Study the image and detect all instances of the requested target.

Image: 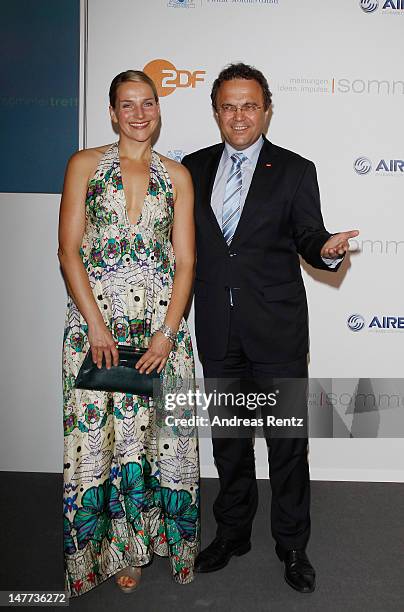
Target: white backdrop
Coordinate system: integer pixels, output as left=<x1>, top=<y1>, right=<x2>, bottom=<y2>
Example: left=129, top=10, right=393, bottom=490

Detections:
left=0, top=0, right=404, bottom=481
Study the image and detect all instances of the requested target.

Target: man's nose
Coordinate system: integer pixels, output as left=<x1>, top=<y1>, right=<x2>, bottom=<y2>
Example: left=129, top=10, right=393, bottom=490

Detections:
left=132, top=104, right=144, bottom=119
left=234, top=106, right=244, bottom=119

> _Written exercise_:
Rewrite all the entries above, replacing "Detections" with "Results" and changing nothing else. Omit the pictures from your answer.

> _Exercise output_:
Study the image and detect all instances of the requested target.

Image: 
Target: white backdrop
Coordinate system: integer pixels, output as left=<x1>, top=<y1>, right=<x2>, bottom=<y2>
Example: left=129, top=10, right=393, bottom=490

Results:
left=0, top=0, right=404, bottom=481
Study the image and detect all instances of the requested target.

Target: man's nose
Coordinate system: integer pixels, output as left=<x1>, top=<y1>, right=<x2>, bottom=<y2>
Example: left=129, top=10, right=393, bottom=490

Results:
left=132, top=104, right=144, bottom=119
left=234, top=106, right=244, bottom=119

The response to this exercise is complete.